• _BRONDOCUMENT_:
───

Toetsing en rapportage
Veel vrijescholen maken gebruik van landelijk genormeerde toetsen, zoals toetsen uit het Cito leerlingvolgsysteem, om de leervorderingen van de kinderen gedurende het schooljaar te testen. De ouders krijgen daar een overzicht van en kunnen er in ‘10-minutengesprekken’ met de leraren over van gedachten wisselen. De ontwikkeling van de kinderen kan worden vastgelegd in een leerlingvolgsysteem. In de vrijeschool omvat, dit naast gegevens over de cognitieve, ook die over de emotioneel-sociale en motorische ontwikkeling. De kerndoelen die de overheid heeft geformuleerd voor het basisonderwijs, gelden ook voor de vrijescholen.

───

• _AANGELEVERDE GEGEVENS_:
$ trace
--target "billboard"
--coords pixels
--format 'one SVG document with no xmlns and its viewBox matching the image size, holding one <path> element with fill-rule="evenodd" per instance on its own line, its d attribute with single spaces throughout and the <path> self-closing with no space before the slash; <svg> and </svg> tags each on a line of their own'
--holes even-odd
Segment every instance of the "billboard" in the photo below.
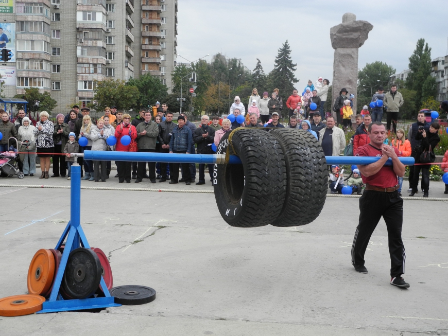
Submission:
<svg viewBox="0 0 448 336">
<path fill-rule="evenodd" d="M 0 13 L 14 12 L 14 0 L 0 0 Z"/>
<path fill-rule="evenodd" d="M 0 81 L 5 85 L 15 85 L 15 67 L 0 65 Z"/>
<path fill-rule="evenodd" d="M 0 4 L 6 1 L 0 0 Z M 15 62 L 15 23 L 0 22 L 0 49 L 4 48 L 11 50 L 11 59 L 8 62 Z"/>
</svg>

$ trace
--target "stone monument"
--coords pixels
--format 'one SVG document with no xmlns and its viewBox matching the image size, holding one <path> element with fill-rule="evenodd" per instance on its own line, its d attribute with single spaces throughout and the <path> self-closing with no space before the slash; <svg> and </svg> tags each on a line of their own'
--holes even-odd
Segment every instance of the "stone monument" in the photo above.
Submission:
<svg viewBox="0 0 448 336">
<path fill-rule="evenodd" d="M 369 32 L 373 28 L 373 26 L 367 21 L 357 21 L 354 14 L 346 13 L 342 15 L 342 23 L 330 30 L 331 45 L 335 49 L 332 108 L 343 87 L 347 89 L 349 95 L 353 94 L 356 97 L 358 49 L 366 42 Z M 356 114 L 356 99 L 353 101 L 353 114 Z"/>
</svg>

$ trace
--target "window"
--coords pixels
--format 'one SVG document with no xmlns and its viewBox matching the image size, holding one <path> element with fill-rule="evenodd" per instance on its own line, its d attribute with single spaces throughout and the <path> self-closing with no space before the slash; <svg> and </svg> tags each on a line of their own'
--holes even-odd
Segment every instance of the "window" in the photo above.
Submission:
<svg viewBox="0 0 448 336">
<path fill-rule="evenodd" d="M 115 5 L 114 4 L 106 4 L 106 11 L 113 13 L 115 11 Z"/>
<path fill-rule="evenodd" d="M 96 88 L 96 82 L 92 80 L 78 81 L 78 90 L 93 90 Z"/>
<path fill-rule="evenodd" d="M 53 74 L 60 74 L 61 64 L 51 64 L 51 73 Z"/>
<path fill-rule="evenodd" d="M 61 82 L 51 82 L 52 90 L 60 90 Z"/>
</svg>

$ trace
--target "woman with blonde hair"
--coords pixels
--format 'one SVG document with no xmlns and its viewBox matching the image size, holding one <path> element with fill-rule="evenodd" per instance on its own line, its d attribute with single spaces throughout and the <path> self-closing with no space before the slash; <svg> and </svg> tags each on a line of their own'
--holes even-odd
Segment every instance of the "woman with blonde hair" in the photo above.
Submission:
<svg viewBox="0 0 448 336">
<path fill-rule="evenodd" d="M 53 141 L 53 123 L 48 120 L 48 112 L 43 111 L 39 113 L 40 120 L 36 123 L 33 133 L 36 136 L 36 145 L 38 156 L 41 161 L 41 170 L 42 172 L 39 179 L 48 179 L 50 170 L 50 160 L 55 151 Z"/>
<path fill-rule="evenodd" d="M 92 119 L 90 116 L 86 115 L 82 117 L 82 126 L 79 131 L 78 139 L 83 136 L 87 138 L 87 146 L 84 147 L 84 150 L 92 150 Z M 91 160 L 83 160 L 84 171 L 85 174 L 81 180 L 88 180 L 89 181 L 95 181 L 93 173 L 93 162 Z"/>
</svg>

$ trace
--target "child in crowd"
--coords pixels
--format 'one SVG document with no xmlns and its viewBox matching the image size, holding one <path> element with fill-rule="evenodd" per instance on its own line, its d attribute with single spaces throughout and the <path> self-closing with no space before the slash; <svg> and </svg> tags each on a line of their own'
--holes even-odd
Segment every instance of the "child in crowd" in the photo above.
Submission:
<svg viewBox="0 0 448 336">
<path fill-rule="evenodd" d="M 339 183 L 336 186 L 338 179 L 341 176 Z M 339 166 L 337 165 L 333 165 L 331 166 L 331 173 L 330 174 L 330 179 L 332 183 L 330 185 L 330 189 L 331 193 L 342 193 L 342 187 L 344 186 L 344 176 L 339 174 Z M 336 186 L 336 188 L 335 188 Z"/>
<path fill-rule="evenodd" d="M 72 153 L 78 153 L 79 151 L 79 145 L 76 141 L 75 137 L 75 133 L 71 132 L 68 134 L 68 141 L 65 144 L 65 147 L 64 148 L 64 153 L 65 153 L 67 157 L 65 158 L 65 162 L 67 163 L 67 170 L 68 171 L 68 177 L 67 180 L 71 179 L 72 172 L 72 165 L 75 162 L 75 156 L 72 156 L 70 155 Z"/>
<path fill-rule="evenodd" d="M 350 107 L 351 101 L 350 99 L 344 100 L 344 106 L 341 109 L 341 116 L 342 117 L 342 126 L 347 130 L 350 127 L 352 128 L 352 117 L 353 116 L 353 111 Z"/>
<path fill-rule="evenodd" d="M 347 181 L 347 185 L 352 187 L 352 193 L 356 193 L 357 195 L 360 195 L 364 184 L 363 183 L 363 179 L 359 174 L 359 170 L 353 169 L 352 177 Z"/>
</svg>

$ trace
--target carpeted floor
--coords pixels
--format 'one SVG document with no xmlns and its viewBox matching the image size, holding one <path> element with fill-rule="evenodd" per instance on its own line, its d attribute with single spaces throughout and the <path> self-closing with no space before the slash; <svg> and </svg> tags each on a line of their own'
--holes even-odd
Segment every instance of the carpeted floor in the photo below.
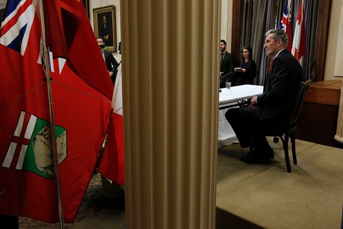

───

• _TAAKOMSCHRIJVING_: Citeer uit het brondocument de passage tussen "Toetsing en rapportage" en "voor de vrijescholen.", beide inbegrepen.

• _JOUW ANTWOORD_:
Toetsing en rapportage
Veel vrijescholen maken gebruik van landelijk genormeerde toetsen, zoals toetsen uit het Cito leerlingvolgsysteem, om de leervorderingen van de kinderen gedurende het schooljaar te testen. De ouders krijgen daar een overzicht van en kunnen er in ‘10-minutengesprekken’ met de leraren over van gedachten wisselen. De ontwikkeling van de kinderen kan worden vastgelegd in een leerlingvolgsysteem. In de vrijeschool omvat, dit naast gegevens over de cognitieve, ook die over de emotioneel-sociale en motorische ontwikkeling. De kerndoelen die de overheid heeft geformuleerd voor het basisonderwijs, gelden ook voor de vrijescholen.